Direction |
Rewrite every line from the one containing "Return an outline for every instance of the coverall" through the end of the entries below, both ends included, with the request lines as they are. Scale each polygon vertex coordinate in the answers by 1.9 and round to the nearest whole number, with halves rounded up.

Boundary annotation entries |
──────────────────────────────

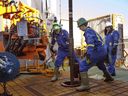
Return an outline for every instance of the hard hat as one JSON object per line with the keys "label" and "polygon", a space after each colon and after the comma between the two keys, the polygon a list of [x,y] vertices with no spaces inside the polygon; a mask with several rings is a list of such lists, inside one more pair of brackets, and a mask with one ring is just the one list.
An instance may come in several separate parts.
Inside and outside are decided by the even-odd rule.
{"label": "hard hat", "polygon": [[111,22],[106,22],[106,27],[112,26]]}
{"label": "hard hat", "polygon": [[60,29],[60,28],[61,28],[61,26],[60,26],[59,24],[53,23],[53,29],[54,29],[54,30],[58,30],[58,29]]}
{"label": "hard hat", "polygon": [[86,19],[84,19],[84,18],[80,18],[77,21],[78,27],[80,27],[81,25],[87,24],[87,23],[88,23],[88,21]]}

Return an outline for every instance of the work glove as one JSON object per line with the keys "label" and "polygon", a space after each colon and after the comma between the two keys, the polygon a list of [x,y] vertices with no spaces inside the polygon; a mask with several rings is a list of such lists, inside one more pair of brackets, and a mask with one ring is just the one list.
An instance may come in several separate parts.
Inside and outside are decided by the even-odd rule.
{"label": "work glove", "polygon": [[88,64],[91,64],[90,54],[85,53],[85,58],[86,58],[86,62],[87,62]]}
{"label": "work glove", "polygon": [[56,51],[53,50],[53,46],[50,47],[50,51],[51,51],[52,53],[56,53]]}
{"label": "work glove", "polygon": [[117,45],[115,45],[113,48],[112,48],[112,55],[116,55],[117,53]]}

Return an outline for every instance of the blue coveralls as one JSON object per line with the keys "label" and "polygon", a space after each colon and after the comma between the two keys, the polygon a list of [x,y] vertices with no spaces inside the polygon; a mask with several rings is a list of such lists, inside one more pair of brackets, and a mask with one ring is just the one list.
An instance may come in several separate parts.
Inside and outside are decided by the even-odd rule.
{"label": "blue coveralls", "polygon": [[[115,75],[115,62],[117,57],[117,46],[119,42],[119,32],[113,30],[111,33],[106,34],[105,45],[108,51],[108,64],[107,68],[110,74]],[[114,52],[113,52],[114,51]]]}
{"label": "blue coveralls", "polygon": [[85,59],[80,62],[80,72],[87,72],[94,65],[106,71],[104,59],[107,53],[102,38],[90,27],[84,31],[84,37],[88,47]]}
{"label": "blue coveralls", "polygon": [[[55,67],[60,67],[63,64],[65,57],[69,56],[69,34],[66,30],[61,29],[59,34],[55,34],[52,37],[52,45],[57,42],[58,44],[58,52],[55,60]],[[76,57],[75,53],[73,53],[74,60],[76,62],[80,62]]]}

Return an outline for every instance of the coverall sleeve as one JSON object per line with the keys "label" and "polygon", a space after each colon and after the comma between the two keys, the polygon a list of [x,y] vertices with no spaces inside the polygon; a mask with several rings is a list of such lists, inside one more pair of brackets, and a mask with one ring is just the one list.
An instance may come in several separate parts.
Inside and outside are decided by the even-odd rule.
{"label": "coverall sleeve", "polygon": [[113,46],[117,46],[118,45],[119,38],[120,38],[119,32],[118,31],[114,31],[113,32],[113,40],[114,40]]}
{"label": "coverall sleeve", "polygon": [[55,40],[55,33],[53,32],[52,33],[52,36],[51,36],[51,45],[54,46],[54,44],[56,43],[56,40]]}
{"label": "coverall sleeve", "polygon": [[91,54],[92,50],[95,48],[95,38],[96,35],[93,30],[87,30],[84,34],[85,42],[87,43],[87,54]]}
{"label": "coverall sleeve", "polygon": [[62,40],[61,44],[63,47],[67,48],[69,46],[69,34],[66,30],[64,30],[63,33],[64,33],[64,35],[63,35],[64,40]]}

──────────────────────────────

Result |
Return an outline for every instance of the coverall sleeve as one JSON object per line with the keys "label" and "polygon", a space after each colon and after the comma between the two keys, the polygon a list of [x,y] vertices with no spaces inside the polygon; a mask with several rings is a list of such lists, inside one more pair of brackets, and a mask with one ring is just the one list.
An instance may come in several separate parts.
Inside and outside are decided by the even-odd rule.
{"label": "coverall sleeve", "polygon": [[215,87],[222,87],[224,86],[226,72],[228,72],[226,61],[224,59],[217,59],[215,61],[215,76],[217,76]]}
{"label": "coverall sleeve", "polygon": [[105,76],[105,63],[101,61],[99,63],[99,68],[97,68],[97,86],[103,87],[103,84],[106,82],[106,76]]}
{"label": "coverall sleeve", "polygon": [[173,103],[175,95],[181,91],[181,72],[182,67],[177,57],[165,57],[160,65],[162,80],[165,82],[165,103]]}
{"label": "coverall sleeve", "polygon": [[118,76],[116,84],[120,89],[127,91],[131,87],[131,65],[125,57],[122,57],[120,63],[122,63],[122,67],[120,67],[122,76]]}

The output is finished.